* **YOUR GOAL**
How many lines in the listing below include the word "camera"? Reply with the count alone.
====
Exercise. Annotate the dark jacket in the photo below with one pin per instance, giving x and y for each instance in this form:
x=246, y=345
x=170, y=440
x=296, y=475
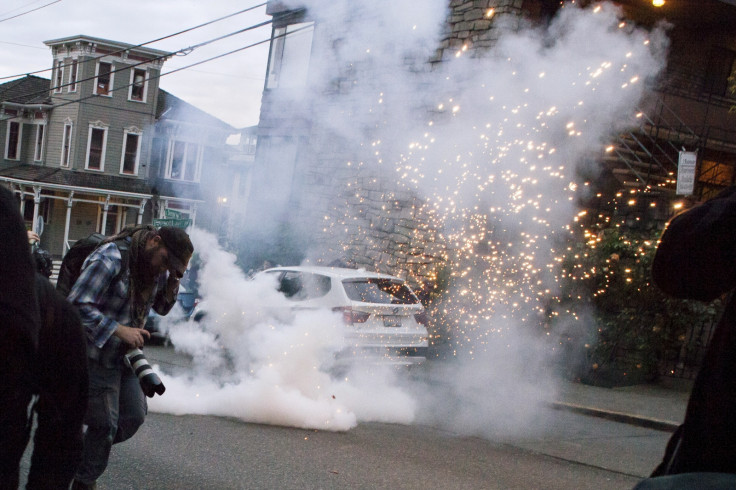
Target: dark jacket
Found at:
x=61, y=382
x=696, y=259
x=19, y=326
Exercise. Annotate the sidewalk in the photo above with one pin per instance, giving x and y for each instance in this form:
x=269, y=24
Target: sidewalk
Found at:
x=655, y=406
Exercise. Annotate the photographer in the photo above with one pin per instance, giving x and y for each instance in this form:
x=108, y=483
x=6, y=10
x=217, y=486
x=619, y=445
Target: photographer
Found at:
x=113, y=308
x=696, y=259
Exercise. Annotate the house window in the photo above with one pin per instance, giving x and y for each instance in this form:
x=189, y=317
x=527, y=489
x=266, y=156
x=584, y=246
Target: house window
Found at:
x=290, y=51
x=131, y=150
x=73, y=76
x=66, y=145
x=104, y=78
x=184, y=161
x=59, y=76
x=12, y=143
x=138, y=85
x=38, y=152
x=96, y=148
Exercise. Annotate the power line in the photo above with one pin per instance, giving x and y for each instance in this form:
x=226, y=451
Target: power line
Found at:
x=29, y=11
x=154, y=77
x=142, y=44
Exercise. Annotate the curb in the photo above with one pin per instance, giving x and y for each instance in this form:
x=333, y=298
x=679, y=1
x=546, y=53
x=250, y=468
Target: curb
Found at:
x=647, y=422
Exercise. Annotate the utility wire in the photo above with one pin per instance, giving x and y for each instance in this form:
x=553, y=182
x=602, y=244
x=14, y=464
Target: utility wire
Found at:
x=64, y=65
x=29, y=11
x=183, y=51
x=154, y=77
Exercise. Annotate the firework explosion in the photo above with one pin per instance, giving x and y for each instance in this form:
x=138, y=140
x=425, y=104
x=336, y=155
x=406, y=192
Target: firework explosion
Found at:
x=484, y=151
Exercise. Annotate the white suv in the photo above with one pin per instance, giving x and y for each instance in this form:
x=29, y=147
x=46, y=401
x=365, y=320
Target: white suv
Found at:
x=385, y=319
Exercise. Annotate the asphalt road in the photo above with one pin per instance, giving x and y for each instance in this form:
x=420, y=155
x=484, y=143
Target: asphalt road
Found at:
x=195, y=452
x=570, y=451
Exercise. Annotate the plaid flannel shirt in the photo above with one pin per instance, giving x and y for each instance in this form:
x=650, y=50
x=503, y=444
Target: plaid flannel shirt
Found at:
x=104, y=303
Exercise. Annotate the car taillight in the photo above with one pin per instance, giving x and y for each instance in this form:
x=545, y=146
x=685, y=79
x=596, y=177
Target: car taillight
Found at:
x=422, y=318
x=350, y=316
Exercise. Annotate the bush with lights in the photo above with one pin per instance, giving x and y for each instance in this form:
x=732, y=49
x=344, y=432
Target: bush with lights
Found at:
x=629, y=327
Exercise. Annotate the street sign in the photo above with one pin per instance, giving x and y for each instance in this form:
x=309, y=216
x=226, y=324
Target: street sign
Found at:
x=174, y=222
x=686, y=172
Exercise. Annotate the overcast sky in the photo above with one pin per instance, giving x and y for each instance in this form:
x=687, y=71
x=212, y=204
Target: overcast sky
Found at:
x=229, y=88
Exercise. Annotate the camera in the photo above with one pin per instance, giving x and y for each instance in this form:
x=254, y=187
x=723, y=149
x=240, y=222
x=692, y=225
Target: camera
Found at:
x=150, y=382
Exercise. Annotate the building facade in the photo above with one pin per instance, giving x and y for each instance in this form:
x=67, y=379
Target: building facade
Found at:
x=99, y=146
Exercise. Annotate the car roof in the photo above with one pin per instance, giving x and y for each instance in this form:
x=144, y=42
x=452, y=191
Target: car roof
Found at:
x=337, y=272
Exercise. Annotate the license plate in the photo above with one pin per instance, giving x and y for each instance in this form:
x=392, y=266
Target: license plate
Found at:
x=391, y=321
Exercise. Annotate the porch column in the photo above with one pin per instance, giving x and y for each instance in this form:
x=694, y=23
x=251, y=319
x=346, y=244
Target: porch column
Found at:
x=69, y=204
x=22, y=200
x=140, y=210
x=105, y=208
x=194, y=214
x=36, y=206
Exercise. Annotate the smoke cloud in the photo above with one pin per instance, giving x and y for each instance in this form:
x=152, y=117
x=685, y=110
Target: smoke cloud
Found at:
x=495, y=144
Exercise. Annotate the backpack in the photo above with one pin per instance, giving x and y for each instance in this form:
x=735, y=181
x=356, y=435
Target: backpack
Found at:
x=71, y=265
x=43, y=261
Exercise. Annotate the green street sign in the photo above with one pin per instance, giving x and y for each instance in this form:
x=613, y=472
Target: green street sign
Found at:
x=175, y=222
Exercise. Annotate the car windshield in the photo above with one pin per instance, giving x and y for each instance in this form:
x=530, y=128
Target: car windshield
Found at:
x=300, y=286
x=384, y=291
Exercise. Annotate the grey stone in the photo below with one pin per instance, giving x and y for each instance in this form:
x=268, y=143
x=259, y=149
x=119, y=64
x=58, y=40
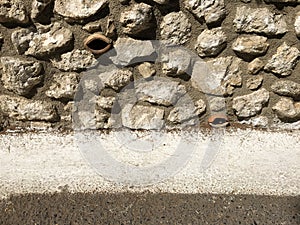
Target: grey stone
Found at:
x=175, y=28
x=20, y=108
x=251, y=104
x=13, y=11
x=287, y=88
x=160, y=91
x=78, y=10
x=254, y=82
x=251, y=45
x=20, y=76
x=255, y=66
x=287, y=110
x=259, y=20
x=136, y=19
x=212, y=11
x=75, y=60
x=284, y=61
x=130, y=51
x=146, y=69
x=211, y=42
x=63, y=85
x=219, y=76
x=142, y=117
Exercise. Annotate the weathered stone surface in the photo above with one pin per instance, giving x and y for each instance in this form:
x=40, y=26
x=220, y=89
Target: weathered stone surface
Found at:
x=45, y=41
x=251, y=104
x=64, y=85
x=136, y=19
x=284, y=61
x=212, y=11
x=251, y=45
x=117, y=78
x=186, y=110
x=176, y=62
x=287, y=88
x=130, y=51
x=219, y=76
x=142, y=117
x=21, y=108
x=287, y=110
x=175, y=28
x=20, y=76
x=75, y=60
x=77, y=9
x=160, y=91
x=146, y=69
x=38, y=7
x=254, y=82
x=13, y=11
x=211, y=42
x=259, y=20
x=255, y=66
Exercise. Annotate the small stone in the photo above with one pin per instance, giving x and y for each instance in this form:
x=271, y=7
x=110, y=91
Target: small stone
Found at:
x=136, y=19
x=21, y=108
x=160, y=91
x=130, y=51
x=142, y=117
x=146, y=69
x=251, y=104
x=176, y=62
x=297, y=24
x=255, y=66
x=212, y=11
x=219, y=76
x=13, y=11
x=286, y=88
x=175, y=28
x=63, y=86
x=78, y=10
x=254, y=82
x=259, y=20
x=287, y=110
x=284, y=61
x=76, y=60
x=211, y=42
x=20, y=76
x=251, y=45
====
* **PROBLEM SOLUTION**
2